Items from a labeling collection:
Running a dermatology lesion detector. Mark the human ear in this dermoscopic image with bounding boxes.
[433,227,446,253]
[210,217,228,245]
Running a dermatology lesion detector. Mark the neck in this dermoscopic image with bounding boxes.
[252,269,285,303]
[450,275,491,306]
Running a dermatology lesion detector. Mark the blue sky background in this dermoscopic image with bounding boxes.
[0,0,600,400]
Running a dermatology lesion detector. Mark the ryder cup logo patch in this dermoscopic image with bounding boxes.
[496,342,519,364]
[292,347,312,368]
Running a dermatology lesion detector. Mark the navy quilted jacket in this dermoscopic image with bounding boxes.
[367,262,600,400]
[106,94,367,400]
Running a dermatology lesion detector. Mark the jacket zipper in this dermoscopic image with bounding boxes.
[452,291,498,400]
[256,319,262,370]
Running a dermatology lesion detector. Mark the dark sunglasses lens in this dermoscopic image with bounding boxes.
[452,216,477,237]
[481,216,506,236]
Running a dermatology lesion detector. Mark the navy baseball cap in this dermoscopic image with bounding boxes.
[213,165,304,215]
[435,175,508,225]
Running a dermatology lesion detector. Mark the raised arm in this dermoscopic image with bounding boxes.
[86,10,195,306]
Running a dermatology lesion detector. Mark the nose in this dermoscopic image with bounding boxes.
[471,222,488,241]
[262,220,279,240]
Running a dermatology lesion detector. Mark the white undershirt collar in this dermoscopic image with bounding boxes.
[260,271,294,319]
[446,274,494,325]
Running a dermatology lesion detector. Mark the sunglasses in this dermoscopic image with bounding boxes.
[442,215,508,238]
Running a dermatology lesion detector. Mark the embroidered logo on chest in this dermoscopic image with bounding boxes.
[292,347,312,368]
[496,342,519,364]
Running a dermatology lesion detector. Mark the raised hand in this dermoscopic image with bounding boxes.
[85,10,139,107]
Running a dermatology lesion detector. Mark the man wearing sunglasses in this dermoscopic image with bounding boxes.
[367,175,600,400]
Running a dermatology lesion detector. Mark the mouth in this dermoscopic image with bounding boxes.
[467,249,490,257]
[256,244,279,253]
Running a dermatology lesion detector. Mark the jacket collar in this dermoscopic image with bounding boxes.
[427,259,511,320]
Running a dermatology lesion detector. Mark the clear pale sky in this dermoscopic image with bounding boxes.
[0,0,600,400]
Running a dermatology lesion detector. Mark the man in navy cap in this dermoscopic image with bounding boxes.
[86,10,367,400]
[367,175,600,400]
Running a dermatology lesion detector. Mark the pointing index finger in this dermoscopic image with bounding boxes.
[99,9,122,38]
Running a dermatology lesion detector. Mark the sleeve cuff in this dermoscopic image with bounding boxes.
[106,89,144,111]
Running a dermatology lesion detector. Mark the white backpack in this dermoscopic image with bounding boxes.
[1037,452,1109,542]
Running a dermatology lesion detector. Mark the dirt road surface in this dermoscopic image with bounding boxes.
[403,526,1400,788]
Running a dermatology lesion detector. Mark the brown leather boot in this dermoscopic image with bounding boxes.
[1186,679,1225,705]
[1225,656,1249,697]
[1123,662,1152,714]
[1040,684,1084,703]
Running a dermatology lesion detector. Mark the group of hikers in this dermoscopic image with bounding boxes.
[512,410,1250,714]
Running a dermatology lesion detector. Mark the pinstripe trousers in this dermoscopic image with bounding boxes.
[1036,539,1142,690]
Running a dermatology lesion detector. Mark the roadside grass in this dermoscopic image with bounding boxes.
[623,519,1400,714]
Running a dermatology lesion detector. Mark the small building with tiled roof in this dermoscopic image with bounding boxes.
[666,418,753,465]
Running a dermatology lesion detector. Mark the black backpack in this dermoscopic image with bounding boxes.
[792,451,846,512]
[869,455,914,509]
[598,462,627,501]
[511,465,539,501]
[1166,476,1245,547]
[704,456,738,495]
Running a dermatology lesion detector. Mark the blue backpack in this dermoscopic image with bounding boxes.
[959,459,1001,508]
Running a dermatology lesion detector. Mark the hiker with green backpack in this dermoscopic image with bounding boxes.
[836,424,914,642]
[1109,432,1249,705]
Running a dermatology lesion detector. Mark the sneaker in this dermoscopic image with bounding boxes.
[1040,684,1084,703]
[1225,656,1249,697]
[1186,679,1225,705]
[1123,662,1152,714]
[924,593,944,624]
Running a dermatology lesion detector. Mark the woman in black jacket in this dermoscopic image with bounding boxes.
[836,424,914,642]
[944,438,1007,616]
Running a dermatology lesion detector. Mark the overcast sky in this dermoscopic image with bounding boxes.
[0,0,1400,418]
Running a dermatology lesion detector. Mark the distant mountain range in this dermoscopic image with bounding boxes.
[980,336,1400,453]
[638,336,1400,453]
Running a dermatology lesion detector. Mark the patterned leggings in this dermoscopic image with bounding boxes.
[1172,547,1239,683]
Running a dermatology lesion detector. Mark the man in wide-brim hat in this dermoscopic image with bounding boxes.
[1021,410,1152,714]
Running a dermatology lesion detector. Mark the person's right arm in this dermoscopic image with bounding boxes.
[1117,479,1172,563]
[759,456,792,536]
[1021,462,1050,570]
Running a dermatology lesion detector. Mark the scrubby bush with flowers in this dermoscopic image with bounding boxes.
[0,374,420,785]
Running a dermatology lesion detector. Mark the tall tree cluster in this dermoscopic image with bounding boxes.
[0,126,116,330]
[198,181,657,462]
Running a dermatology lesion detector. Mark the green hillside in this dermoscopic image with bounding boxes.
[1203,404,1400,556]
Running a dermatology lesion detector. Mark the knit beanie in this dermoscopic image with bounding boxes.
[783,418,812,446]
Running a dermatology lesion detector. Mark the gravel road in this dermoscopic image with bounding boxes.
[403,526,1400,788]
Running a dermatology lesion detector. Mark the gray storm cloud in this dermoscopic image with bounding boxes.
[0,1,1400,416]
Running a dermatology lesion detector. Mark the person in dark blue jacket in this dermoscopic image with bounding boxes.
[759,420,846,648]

Exercise objective >> Turn every entry above into a JSON array of strings, one string per line, with blank lines omitted.

The reply >>
[
  "Running a dermatology lesion detector. Mark the human ear in this dermoscopic image with bounding boxes.",
  "[433,227,446,253]",
  "[210,217,228,245]",
  "Running a dermatology lesion detector. Mark the neck in this dermoscopic image with bounding boxes.",
  "[252,269,285,303]",
  "[450,275,491,306]",
  "Running a dermatology lesion detector. Mark the blue sky background in this dermoscopic image with bounding boxes.",
  "[0,0,600,400]",
  "Running a dermatology lesion detector. Mark the ryder cup logo patch in this dermoscopic image with bounding boxes.",
  "[496,342,519,364]",
  "[292,347,312,368]",
  "Running a dermatology lesion detector. Mark the navy quilted jacket in this dermoscopic image with bounding boxes.",
  "[367,262,600,400]",
  "[106,94,367,400]",
  "Running a dermatology lesion detector. Mark the jacket zipper in this dermoscopic image with bounding boxes.",
  "[452,291,498,400]",
  "[256,319,262,370]",
  "Running a dermatology lesion detector. Mark the dark sunglasses lens in this dermoscopic image with bounding boxes.",
  "[452,216,477,237]",
  "[481,216,506,236]",
  "Running a dermatology lesion detector. Mark the navy baseball cap in this dermoscopic image with bounding boxes.",
  "[213,165,304,215]",
  "[435,175,508,225]",
  "Running a dermatology lesion detector. Mark the raised arm in this dermoscopic image with bounding boxes.",
  "[86,10,195,306]",
  "Running a dermatology lesion detector. Mark the nose in this dermoscopic image with bounding boxes.",
  "[471,222,488,241]",
  "[262,220,279,240]",
  "Running a dermatology lesion detector. Mark the white undershirt collar in this dermoscopic image with bounding boxes.",
  "[260,271,294,319]",
  "[446,274,494,325]",
  "Running a dermatology lesion detector. Mark the sunglasses in this dermoscopic image with bounding boxes.",
  "[442,215,508,238]",
  "Running a dermatology lesion detector. Mark the embroidered logo on chest in this dermoscopic image with bounding boxes.",
  "[292,347,312,368]",
  "[496,342,519,364]",
  "Running a dermatology lesion detector. Mark the raised hand in this dermoscopic image with bounding boxes.",
  "[85,10,139,107]",
  "Running a dermatology lesion detector. Mark the man wearing sunglasses in this dermoscopic image with bounding boxes.",
  "[367,175,600,400]",
  "Running a dermatology lesion detector. Mark the mouth in this dermoscopic image with bounding boxes.",
  "[467,249,490,257]",
  "[256,244,279,253]",
  "Running a dermatology lesion detector. Mark the jacket collar in this dermoscopic image with bounding boxes.",
  "[427,259,511,320]",
  "Running a dermatology lesion detector. Mark the clear pale sky in this dermoscopic image with bounding boxes.",
  "[0,0,600,400]",
  "Running a dermatology lesion detector. Mark the man in navy cap in this dermoscopic image with bounding boxes.",
  "[86,10,367,400]",
  "[367,175,600,400]",
  "Running a dermatology lesion detector. Mark the pointing index finger in this dermoscopic image with bounding boxes.",
  "[99,9,122,38]",
  "Running a dermatology lesion detector. Mark the sleeve cuff in this dermoscopic image with bounding boxes.",
  "[106,89,144,111]",
  "Running a dermatology lesion detector. Mark the white backpack in this dermoscopic image with bounding boxes.",
  "[1037,452,1109,542]",
  "Running a dermatology lesion detector. Mark the dirt road surface in this dermoscopic image with bounding boxes.",
  "[403,526,1400,788]",
  "Running a dermatology lesion detector. Mark the brown leather boot in this dermoscopic image with bounding boxes.",
  "[1186,679,1225,705]",
  "[1225,656,1249,697]",
  "[1123,662,1152,714]",
  "[1040,684,1084,703]",
  "Running a dermatology lesion detector. Mark the group of hikers in this dermoscopic image with bounding boxes.",
  "[512,410,1250,714]",
  "Running a dermatology lesion detector. Mark the pinstripe trousers in this dermoscopic image with bounding boxes.",
  "[1036,539,1142,690]",
  "Running a dermatology lesion detector. Mark the roadside grass in this dermoscopic image with bounding boxes.",
  "[623,519,1400,714]",
  "Running a dermatology lesion detector. Mark the small building with tiled roof in this dermoscopic image with bounding boxes.",
  "[666,418,753,465]",
  "Running a dermatology lesion detector. Mark the black backpack in this dermoscopic image with bounding boxes.",
  "[792,451,846,512]",
  "[869,455,914,509]",
  "[598,462,627,501]",
  "[511,465,539,501]",
  "[1166,476,1245,547]",
  "[704,456,738,495]",
  "Running a dermatology lesion detector. Mark the blue backpack in this dermoscopic image with bounding boxes.",
  "[959,459,1001,508]",
  "Running a dermatology lesion detector. Mark the hiker with green backpack in this dermoscopic image with bounding boxes.",
  "[836,424,914,642]",
  "[1109,432,1249,705]",
  "Running a dermatology lesion detector. Mark the sneaker in this dermoscopic image with bounding boxes.",
  "[1040,684,1084,703]",
  "[1225,656,1249,697]",
  "[1186,679,1225,705]",
  "[1123,662,1152,714]",
  "[924,593,944,624]",
  "Running a dermatology lesion detector. Mark the woman in black jacket in this dermoscopic image with bounding boxes.",
  "[836,424,914,642]",
  "[944,438,1007,616]",
  "Running a dermatology lesion detector. Mark the overcast sky in this dermoscopic image with bounding boxes.",
  "[0,0,1400,418]",
  "Running a dermatology lesion detector. Mark the distant mountain range in this dermoscopic image with bounding boxes.",
  "[980,336,1400,453]",
  "[638,336,1400,453]",
  "Running a dermatology lesion detector. Mark the patterned leggings in this dermoscopic image with bounding boxes.",
  "[1172,547,1239,683]",
  "Running a dermatology lesion detector. Mark the man in wide-brim hat in this dermoscopic image with bounding boxes.",
  "[1021,410,1152,714]",
  "Running a dermatology lesion detector. Mark the person's right arm in this dermoscopic image with bounding boxes.",
  "[1117,479,1172,563]",
  "[759,456,792,536]",
  "[1021,462,1050,570]",
  "Running a dermatology lesion detector. Mark the scrubby bush with flowers in this dermoscopic image with bounding boxes.",
  "[0,374,420,785]",
  "Running a dermatology lesion detector. Mark the tall tree cluster in this dermoscopic image with bounding boxes.",
  "[0,126,116,330]",
  "[198,181,657,462]",
  "Running a dermatology lesion detector. Mark the green hillside in this dermoscopic image with bounding boxes.",
  "[1203,404,1400,556]",
  "Running a dermatology lesion detector. Mark the knit beanie in this dermoscopic image with bounding boxes.",
  "[783,418,812,446]",
  "Running a dermatology lesion detector. Mark the gravel road in this dermoscopic image with bounding boxes.",
  "[403,526,1400,788]",
  "Running a dermatology lesion detector. Mark the gray storm cloud in this dermoscopic image with bounding boxes.",
  "[0,1,1400,416]",
  "Running a dermatology lesion detector. Mark the person in dark blue jacket in this dermoscopic image with bounding boxes.",
  "[759,420,846,648]"
]